→ **What is required**: Gather every line below that contains the word "shrub", and copy each one in full.

--- start Supplied information ---

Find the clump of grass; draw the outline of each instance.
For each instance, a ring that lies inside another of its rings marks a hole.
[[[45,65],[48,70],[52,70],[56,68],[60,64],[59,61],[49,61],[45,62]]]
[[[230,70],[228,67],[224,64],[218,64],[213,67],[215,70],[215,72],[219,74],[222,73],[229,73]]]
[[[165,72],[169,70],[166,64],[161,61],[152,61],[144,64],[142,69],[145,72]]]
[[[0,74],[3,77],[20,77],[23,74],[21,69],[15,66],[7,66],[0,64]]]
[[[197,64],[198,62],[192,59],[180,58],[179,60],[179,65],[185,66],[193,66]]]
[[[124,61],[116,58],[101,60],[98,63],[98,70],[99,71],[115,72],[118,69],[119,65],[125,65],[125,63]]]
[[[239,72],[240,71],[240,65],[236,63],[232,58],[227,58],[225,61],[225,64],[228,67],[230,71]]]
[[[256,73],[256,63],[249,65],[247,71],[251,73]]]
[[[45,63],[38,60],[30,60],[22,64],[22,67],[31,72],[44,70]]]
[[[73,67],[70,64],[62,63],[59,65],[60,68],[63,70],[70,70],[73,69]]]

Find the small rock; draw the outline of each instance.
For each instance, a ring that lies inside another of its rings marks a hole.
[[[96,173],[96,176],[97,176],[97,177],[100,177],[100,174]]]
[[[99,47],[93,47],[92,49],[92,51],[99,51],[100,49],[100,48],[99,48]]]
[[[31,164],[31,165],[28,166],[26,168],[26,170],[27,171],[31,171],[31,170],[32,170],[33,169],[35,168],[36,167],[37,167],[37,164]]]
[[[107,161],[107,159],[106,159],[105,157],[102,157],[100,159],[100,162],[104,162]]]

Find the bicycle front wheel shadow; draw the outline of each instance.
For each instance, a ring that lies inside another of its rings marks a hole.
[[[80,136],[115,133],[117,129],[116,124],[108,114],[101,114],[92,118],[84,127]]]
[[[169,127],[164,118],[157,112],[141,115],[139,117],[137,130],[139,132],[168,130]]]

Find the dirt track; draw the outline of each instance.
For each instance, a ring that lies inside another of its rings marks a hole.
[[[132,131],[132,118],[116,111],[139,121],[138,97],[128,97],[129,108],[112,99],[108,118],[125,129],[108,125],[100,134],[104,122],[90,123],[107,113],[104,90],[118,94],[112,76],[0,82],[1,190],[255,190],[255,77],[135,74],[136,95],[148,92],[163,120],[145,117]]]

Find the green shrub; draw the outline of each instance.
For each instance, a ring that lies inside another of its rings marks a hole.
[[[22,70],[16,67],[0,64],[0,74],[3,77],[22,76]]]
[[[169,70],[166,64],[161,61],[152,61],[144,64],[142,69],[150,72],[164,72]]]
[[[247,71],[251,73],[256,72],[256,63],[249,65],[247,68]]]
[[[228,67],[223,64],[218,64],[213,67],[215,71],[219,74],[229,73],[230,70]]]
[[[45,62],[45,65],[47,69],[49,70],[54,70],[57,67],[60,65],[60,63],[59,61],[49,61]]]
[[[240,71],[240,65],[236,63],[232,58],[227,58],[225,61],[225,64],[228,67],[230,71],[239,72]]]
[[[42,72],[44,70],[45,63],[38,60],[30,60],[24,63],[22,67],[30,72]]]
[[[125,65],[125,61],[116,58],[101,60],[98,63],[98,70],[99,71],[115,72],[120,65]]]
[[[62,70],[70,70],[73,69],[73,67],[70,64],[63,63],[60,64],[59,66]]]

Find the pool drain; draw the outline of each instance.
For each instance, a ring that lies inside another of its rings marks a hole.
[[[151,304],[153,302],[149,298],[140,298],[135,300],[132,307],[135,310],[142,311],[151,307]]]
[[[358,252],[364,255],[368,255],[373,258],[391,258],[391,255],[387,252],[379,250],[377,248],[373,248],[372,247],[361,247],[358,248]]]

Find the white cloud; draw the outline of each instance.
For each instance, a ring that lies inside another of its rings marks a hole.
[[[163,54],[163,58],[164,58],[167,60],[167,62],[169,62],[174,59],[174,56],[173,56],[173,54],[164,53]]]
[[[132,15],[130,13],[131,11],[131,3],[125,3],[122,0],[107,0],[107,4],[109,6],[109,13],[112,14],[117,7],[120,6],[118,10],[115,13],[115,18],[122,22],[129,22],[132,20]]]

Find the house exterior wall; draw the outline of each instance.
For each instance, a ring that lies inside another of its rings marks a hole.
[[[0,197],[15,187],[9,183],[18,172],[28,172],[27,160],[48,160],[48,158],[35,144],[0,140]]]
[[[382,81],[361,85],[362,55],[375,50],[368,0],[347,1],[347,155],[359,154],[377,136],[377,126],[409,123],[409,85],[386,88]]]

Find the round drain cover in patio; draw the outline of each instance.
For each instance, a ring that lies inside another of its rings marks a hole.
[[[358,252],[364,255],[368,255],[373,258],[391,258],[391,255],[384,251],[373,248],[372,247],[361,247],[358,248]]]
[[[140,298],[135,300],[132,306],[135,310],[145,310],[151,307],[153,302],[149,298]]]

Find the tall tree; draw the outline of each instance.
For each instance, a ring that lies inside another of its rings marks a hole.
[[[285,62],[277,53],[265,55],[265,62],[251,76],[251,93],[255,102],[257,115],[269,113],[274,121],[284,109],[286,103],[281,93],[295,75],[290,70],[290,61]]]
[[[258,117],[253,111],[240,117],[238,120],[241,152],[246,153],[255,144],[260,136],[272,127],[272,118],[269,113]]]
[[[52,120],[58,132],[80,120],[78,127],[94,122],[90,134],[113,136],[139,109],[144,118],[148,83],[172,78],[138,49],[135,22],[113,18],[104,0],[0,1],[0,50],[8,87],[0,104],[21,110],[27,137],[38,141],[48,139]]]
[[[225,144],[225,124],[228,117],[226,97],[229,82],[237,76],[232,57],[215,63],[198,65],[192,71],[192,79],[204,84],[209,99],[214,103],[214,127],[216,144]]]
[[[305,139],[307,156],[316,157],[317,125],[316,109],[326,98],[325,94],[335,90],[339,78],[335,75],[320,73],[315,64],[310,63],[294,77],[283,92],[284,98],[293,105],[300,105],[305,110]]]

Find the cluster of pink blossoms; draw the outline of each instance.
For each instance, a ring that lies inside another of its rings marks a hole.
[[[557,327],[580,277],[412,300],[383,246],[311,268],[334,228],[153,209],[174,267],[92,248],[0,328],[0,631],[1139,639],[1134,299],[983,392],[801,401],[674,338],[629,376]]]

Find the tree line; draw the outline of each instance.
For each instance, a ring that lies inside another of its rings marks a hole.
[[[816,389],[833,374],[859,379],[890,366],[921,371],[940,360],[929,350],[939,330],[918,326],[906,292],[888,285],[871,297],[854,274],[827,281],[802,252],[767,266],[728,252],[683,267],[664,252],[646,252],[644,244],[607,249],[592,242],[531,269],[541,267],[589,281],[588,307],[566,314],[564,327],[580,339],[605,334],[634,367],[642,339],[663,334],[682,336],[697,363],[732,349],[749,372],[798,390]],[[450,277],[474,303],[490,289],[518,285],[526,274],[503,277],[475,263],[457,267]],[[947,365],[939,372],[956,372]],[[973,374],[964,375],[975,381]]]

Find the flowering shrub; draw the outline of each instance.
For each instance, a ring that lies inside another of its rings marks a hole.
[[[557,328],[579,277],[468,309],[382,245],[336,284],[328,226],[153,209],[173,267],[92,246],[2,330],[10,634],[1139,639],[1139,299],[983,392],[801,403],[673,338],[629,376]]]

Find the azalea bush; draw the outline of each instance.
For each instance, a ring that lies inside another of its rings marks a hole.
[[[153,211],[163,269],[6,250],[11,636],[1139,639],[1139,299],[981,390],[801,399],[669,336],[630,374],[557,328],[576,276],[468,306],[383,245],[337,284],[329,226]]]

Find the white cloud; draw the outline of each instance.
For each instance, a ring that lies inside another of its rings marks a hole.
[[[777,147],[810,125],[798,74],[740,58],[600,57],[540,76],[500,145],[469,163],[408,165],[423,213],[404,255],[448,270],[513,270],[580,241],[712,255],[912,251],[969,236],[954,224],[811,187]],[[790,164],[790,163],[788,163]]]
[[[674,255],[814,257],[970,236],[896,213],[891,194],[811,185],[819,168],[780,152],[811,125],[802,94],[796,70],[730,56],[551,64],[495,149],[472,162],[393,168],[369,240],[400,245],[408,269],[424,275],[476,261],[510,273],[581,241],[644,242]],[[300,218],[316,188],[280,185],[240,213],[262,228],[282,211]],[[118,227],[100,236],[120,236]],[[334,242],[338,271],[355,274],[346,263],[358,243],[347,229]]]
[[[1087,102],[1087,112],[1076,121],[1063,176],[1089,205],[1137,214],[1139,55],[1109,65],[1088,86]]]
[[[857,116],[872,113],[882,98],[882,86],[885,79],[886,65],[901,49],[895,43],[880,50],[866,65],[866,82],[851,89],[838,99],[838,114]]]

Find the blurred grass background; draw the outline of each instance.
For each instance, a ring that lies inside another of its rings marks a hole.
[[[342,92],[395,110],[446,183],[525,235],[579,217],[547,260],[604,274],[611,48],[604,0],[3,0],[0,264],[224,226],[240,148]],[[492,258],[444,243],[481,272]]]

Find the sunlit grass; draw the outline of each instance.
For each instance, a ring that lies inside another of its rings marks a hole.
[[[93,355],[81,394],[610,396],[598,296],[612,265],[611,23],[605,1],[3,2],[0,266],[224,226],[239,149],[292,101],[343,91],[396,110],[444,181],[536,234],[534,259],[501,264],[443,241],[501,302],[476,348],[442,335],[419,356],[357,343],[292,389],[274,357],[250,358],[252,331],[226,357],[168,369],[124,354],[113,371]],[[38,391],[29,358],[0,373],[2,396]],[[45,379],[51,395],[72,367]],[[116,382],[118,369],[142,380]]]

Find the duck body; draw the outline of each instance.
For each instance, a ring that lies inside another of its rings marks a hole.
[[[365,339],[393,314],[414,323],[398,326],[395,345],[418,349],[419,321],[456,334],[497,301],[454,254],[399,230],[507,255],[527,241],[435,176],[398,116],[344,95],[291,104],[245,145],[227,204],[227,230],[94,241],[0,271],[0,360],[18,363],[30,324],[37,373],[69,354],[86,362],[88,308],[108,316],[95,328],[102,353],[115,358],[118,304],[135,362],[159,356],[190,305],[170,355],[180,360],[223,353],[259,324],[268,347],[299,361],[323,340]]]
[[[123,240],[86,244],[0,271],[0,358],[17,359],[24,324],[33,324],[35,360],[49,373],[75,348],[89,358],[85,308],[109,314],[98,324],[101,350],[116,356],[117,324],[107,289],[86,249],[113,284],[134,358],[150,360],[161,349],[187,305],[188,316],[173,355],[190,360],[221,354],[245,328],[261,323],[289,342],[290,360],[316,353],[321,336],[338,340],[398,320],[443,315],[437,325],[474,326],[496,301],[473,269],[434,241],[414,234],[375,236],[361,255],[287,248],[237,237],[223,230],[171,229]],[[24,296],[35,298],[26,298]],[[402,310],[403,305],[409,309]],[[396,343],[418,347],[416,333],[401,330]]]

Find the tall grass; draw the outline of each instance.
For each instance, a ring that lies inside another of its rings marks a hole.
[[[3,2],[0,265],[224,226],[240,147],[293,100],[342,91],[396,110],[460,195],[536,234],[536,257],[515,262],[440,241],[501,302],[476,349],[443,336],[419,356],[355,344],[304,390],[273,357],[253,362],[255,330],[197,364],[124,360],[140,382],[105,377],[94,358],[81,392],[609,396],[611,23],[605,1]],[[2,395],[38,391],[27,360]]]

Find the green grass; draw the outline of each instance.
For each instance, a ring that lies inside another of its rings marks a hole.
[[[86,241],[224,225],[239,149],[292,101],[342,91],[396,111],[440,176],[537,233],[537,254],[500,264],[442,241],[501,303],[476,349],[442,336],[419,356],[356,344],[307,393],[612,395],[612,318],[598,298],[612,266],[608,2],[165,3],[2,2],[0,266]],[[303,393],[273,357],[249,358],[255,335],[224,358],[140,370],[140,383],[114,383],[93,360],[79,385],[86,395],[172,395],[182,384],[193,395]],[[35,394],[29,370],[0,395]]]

--- end Supplied information ---

→ **Result of the task**:
Find the green shrub; draw the outline of each instance.
Find the flowering shrub; draw the outline of each instance.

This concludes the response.